TEXT
Once each programmer can have his own artificial intelligence doing his job,
how will you prevent programmers to replace themselves by their personal AIs,
and go to the beach instead of slaving behind their computer?

cf.
[http://www.bbc.com/news/technology-21043693](http://www.bbc.com/news/technology-21043693)
the best employee of the world!

------
ankurdhama
We need both engineer and mechanic. A mechanic can never replace an engineer.

------
cureyourhead
When AI are everywhere, the ability to tinker with them, repurpose and reshape
them to your specific needs and desires, will then be the point of difference.
So coding will always be important.

If AI-in-everything becomes as ubiquitous as the written word, which it will,
our lives will be vastly transformed. The ability to code will become like the
ability to write is now: the absolute bottom rung of the ladder to enter
society as a participant.

If AI and energy become essentially zero cost then the differentiator will be
how clearly you can tell them what you want them to build, and how useful are
the things you choose to build. Oh, wait, so no different to coding today. So
coding will always be important, and increasing saturation of advanced
technology will only make it more so.

If you are assuming, as counter to these points, AI where you can essentially
say: make me a FB clone that will make me 1 trillion dollars per year, finish
it in 2 hours. As in, you have a Magic Lamp, then, either everyone will have a
Magic Lamp, and the differentiator will be your mind, or only those who can
afford it will have a Magic Lamp, so the differentiator will be money,
equivalently again, your mind. So coding, in the purest sense of giving
instructions, will be important.

To put all this another way, when the number of things to which people can
give instructions to produce results increases in number then will also
increase the number of people who are capable of giving instructions to such
things.

STATED GOAL
Copy the whole thread above about AI taking over programmers' work, word for word.

ENTRIES SUPPLIED
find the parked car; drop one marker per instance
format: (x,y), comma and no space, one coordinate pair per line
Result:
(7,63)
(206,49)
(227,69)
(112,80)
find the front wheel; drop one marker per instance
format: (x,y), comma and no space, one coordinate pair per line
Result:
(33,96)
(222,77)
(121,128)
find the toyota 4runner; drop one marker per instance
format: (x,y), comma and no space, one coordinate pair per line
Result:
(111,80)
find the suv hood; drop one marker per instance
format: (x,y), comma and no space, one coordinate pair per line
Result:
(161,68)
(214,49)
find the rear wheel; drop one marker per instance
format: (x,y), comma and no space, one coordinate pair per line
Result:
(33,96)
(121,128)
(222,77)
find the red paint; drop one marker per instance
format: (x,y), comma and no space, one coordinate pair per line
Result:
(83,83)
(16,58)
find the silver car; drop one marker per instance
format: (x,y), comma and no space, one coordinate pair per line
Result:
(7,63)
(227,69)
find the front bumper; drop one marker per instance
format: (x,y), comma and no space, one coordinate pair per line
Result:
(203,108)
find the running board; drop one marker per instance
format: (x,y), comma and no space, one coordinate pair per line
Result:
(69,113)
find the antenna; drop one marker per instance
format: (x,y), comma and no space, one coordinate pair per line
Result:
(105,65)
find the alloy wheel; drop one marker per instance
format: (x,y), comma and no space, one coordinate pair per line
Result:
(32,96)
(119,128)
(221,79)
==
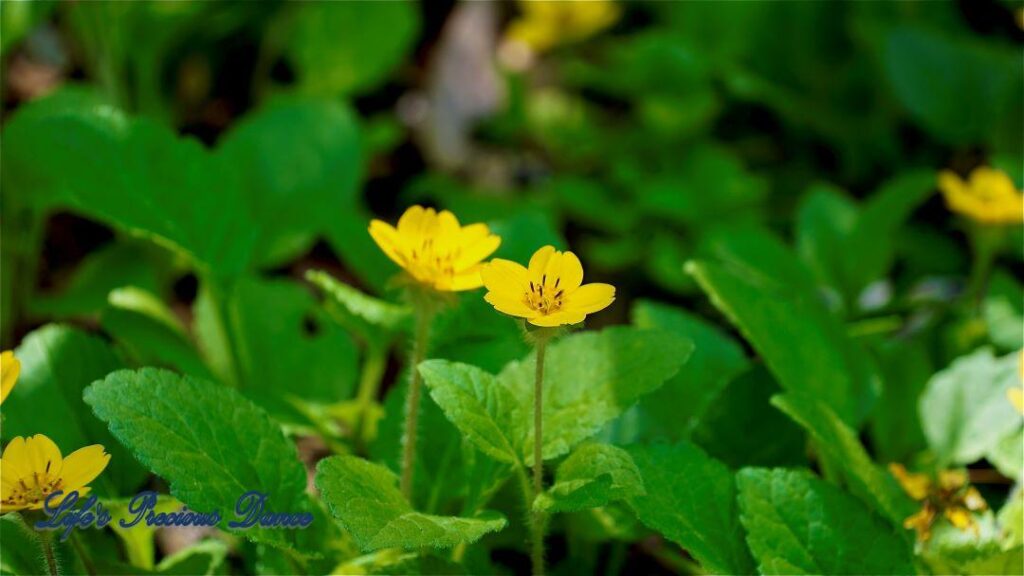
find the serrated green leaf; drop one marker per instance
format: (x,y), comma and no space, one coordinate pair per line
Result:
...
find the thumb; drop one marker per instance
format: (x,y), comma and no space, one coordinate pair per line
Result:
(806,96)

ANSWER TO THE EXERCISE
Once each programmer can have his own artificial intelligence doing his job,
how will you prevent programmers to replace themselves by their personal AIs,
and go to the beach instead of slaving behind their computer?

cf.
[http://www.bbc.com/news/technology-21043693](http://www.bbc.com/news/technology-21043693)
the best employee of the world!

------
ankurdhama
We need both engineer and mechanic. A mechanic can never replace an engineer.

------
cureyourhead
When AI are everywhere, the ability to tinker with them, repurpose and reshape
them to your specific needs and desires, will then be the point of difference.
So coding will always be important.

If AI-in-everything becomes as ubiquitous as the written word, which it will,
our lives will be vastly transformed. The ability to code will become like the
ability to write is now: the absolute bottom rung of the ladder to enter
society as a participant.

If AI and energy become essentially zero cost then the differentiator will be
how clearly you can tell them what you want them to build, and how useful are
the things you choose to build. Oh, wait, so no different to coding today. So
coding will always be important, and increasing saturation of advanced
technology will only make it more so.

If you are assuming, as counter to these points, AI where you can essentially
say: make me a FB clone that will make me 1 trillion dollars per year, finish
it in 2 hours. As in, you have a Magic Lamp, then, either everyone will have a
Magic Lamp, and the differentiator will be your mind, or only those who can
afford it will have a Magic Lamp, so the differentiator will be money,
equivalently again, your mind. So coding, in the purest sense of giving
instructions, will be important.

To put all this another way, when the number of things to which people can
give instructions to produce results increases in number then will also
increase the number of people who are capable of giving instructions to such
things.